→ **Brief**
Edit the listing below by changing "Show me each one" to "Mark each one" wherever it appears, leaving everything else unchanged. Leave the pictures out of your answer.

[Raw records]
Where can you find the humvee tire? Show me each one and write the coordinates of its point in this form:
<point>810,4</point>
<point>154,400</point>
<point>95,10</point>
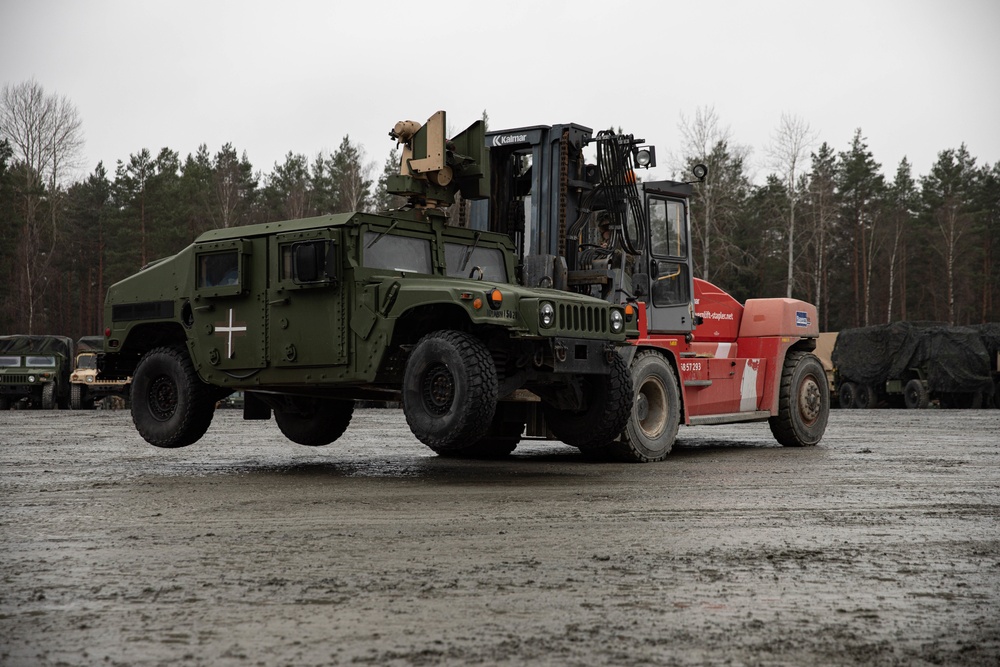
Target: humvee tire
<point>449,390</point>
<point>314,422</point>
<point>171,406</point>
<point>801,419</point>
<point>607,409</point>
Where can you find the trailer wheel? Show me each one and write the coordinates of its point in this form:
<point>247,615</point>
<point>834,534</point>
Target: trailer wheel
<point>314,422</point>
<point>803,402</point>
<point>449,390</point>
<point>171,406</point>
<point>606,411</point>
<point>865,397</point>
<point>915,395</point>
<point>49,396</point>
<point>846,395</point>
<point>656,411</point>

→ **Expected answer**
Where can you find the humvee tire? Mark each one and write the coordinates of its point in this form:
<point>810,4</point>
<point>154,400</point>
<point>95,10</point>
Target: humvee tire
<point>449,390</point>
<point>314,422</point>
<point>171,406</point>
<point>801,419</point>
<point>607,409</point>
Where can you find the trailer wheel? Mark each one and write the coordinates of its point in this form:
<point>247,615</point>
<point>834,534</point>
Target: trailer wheel
<point>314,422</point>
<point>803,402</point>
<point>449,390</point>
<point>171,406</point>
<point>606,411</point>
<point>865,397</point>
<point>915,395</point>
<point>49,396</point>
<point>846,395</point>
<point>656,411</point>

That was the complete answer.